++++ Dataset excerpts

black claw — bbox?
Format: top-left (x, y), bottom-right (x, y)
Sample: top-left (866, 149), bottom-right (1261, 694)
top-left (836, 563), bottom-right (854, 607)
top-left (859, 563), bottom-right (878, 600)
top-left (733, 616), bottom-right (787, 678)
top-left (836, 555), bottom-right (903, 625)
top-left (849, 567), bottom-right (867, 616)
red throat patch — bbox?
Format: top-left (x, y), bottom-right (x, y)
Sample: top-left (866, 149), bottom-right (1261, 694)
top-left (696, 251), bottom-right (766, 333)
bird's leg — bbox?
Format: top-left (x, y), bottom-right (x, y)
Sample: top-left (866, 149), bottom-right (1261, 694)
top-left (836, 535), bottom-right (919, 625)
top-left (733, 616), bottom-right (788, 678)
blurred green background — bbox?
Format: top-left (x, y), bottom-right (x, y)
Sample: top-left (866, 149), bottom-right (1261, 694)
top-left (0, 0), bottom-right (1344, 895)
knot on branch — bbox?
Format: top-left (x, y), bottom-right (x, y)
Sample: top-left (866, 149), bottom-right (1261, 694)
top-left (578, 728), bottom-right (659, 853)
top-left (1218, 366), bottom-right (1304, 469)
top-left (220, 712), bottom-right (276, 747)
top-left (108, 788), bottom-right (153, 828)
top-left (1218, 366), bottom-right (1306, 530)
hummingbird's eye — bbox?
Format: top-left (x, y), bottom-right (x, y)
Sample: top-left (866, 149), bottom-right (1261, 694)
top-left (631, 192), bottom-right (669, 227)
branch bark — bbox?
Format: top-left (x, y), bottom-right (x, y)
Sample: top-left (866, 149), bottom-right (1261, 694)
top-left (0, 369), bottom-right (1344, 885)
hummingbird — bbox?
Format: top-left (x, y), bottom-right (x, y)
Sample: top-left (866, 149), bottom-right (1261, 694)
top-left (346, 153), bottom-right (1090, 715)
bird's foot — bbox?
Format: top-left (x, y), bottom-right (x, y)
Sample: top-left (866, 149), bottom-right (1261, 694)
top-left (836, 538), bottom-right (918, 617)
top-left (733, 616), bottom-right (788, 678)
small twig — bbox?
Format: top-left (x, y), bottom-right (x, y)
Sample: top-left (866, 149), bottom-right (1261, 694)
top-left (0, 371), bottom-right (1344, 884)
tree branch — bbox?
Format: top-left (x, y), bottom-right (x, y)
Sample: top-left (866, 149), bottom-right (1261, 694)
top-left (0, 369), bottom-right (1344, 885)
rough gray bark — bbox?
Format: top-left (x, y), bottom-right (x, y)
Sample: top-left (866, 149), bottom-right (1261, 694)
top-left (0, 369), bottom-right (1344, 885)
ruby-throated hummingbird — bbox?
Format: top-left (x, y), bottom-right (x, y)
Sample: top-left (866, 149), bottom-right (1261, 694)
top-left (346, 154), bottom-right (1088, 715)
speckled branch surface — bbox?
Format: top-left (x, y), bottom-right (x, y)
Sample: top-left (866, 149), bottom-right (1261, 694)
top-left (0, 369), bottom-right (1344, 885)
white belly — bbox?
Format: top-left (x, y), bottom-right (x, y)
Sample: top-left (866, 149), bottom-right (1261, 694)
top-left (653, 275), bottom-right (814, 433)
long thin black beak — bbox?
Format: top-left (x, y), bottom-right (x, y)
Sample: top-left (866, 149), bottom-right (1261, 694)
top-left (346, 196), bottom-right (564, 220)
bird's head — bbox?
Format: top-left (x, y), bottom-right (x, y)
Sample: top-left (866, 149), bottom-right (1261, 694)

++++++++

Starting at the beginning of the rows and ending at the line that contains "top-left (0, 0), bottom-right (1344, 895)", change every "Format" to "Layout" and leave all other text as it is.

Exercise answer:
black claw — bbox?
Layout: top-left (x, y), bottom-right (x, y)
Sample: top-left (866, 149), bottom-right (1261, 694)
top-left (836, 563), bottom-right (854, 607)
top-left (859, 563), bottom-right (878, 600)
top-left (733, 616), bottom-right (787, 678)
top-left (836, 555), bottom-right (903, 625)
top-left (849, 567), bottom-right (867, 616)
red throat patch — bbox?
Layout: top-left (x, y), bottom-right (x, y)
Sample: top-left (866, 149), bottom-right (1261, 694)
top-left (696, 251), bottom-right (766, 333)
bird's leg — bbox?
Layout: top-left (x, y), bottom-right (x, y)
Sample: top-left (866, 149), bottom-right (1261, 694)
top-left (836, 535), bottom-right (919, 625)
top-left (733, 616), bottom-right (788, 678)
blurred green background — bbox?
Layout: top-left (x, y), bottom-right (x, y)
Sample: top-left (866, 149), bottom-right (1261, 694)
top-left (0, 0), bottom-right (1344, 895)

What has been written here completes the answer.